Could you unpack that one a little bit for us?

Kelsey: [00:13:30] Yeah, so no one just wants raw infrastructure for the sake of it. They, they're usually trying to do something with it. And to credit to all those people that are managing infrastructure themselves, trying to build a PaaS. I have a lot of empathy for people trying to build a PaaS or truth is most PaaSs today just don't work, not for everything you want to do.

Right. worked for 12 factor apps. They may work for Spring Boot apps. They may work for cloud native apps. The problem with that is not every application you have right now probably fits in one of those buckets and then this is what presents the challenge. Can you retrofit everything else to conform to that platform, or do you have to customize the platform and now we're starting to deal with that unit of time.

Sometimes you don't have the time. It may take you five or 10 years to refactor all your apps and that platform we're using maybe obsolete by then. And I think this is where people struggle. So given that caveat, I think where most people are doing, they're being forced to assemble these millions of pieces of infrastructure: Prometheus, Kubernetes, FluentD, all of this stuff.

So they can hopefully at some point put a little high level UI on top that accommodates the applications and the developers at their specific company. That's all they're trying to do. So that that whole tweet is about, they need the flexibility to build it themselves because most platforms have shown that they don't even cover the 80% use case.

Right. They cover more like the 50% use case.

Daniel: [00:15:09] Makes sense. Kelsey. So unpacking for a second, if I was just dealing with a standard kind of web-based workload, what do you think a modern PaaS would look like? Is it me simply coding, doing a git commit, a container being built in a Kubernetes cluster, and then creating a route to that service kind of Heroku experience?

Do you think that's what most of us are after?

Kelsey: [00:15:30] Oh yeah.Let's say you have a brand new application. No previous technology investments, if you're doing a front end look, CDNs,Netlify, all of those kinds ofjust give us your source code and we'll host it and make sure that it's everywhere. Maybe you mix in a little bit of CloudFlare workers if you customize a little bit underneath that, and then if you have an API backing that, that means you do get to pick more of that API pattern of HTTP or gRPC.

And then you can host that on like Heroku or CloudRun, or even AWS Lambda. So in that kind of perfect world, if you do things based on what we've learned in the past, you have so many of these easier to use platforms because you don't have to think about auto scaling and load balance. There's an all of these infrastructure as a service primitives.

So I would say this, even if you didn't even have a great developer loop. Just checking in your code, like just versioning your code to say, we deployed this, not sure how we got this, but we deployed this. So even in a manual workflow, right, if you were to step through it manually, right. I wrote some code, I checked it in a, maybe I version it, and I deploy it based on the instructions of the platform that I'm using.

If you write that down. Maybe someone comes around and says, we should automate that. Even if they didn't though. It's a pretty straight forward process to follow and it's hard to get wrong because you're on guard rails thanks to the platform.

Daniel: [00:17:06] Yeah. It makes total sense.go back to your earlier point. How do we then scale that up to handle other workloads.

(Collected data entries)

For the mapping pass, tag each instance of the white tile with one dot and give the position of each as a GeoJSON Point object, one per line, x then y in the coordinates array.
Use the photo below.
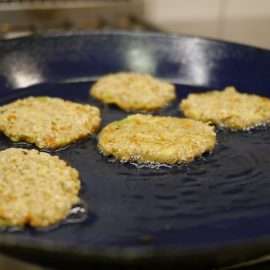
{"type": "Point", "coordinates": [250, 31]}
{"type": "Point", "coordinates": [181, 10]}
{"type": "Point", "coordinates": [247, 8]}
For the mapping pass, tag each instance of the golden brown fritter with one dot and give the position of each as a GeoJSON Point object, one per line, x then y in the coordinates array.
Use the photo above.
{"type": "Point", "coordinates": [133, 92]}
{"type": "Point", "coordinates": [36, 188]}
{"type": "Point", "coordinates": [228, 108]}
{"type": "Point", "coordinates": [48, 122]}
{"type": "Point", "coordinates": [156, 139]}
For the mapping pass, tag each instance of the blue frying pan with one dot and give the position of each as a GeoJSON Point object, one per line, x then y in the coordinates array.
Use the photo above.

— Task 1 —
In the interview transcript above, which three pieces of infrastructure does Kelsey name as examples of what people are forced to assemble?
— Task 2 —
For each statement, decide whether the interview transcript above supports it, and answer yes or no, quoting the deciding words. (a) Kelsey says refactoring all your apps may take five or 10 years. (b) Kelsey says most platforms cover at least the 80% use case. (c) Kelsey mentions AWS Lambda as a place to host an API.

— Task response 1 —
Prometheus, Kubernetes, and FluentD.

— Task response 2 —
(a) Yes: "It may take you five or 10 years to refactor all your apps"
(b) No: "most platforms have shown that they don't even cover the 80% use case"
(c) Yes: "you can host that on like Heroku or CloudRun, or even AWS Lambda"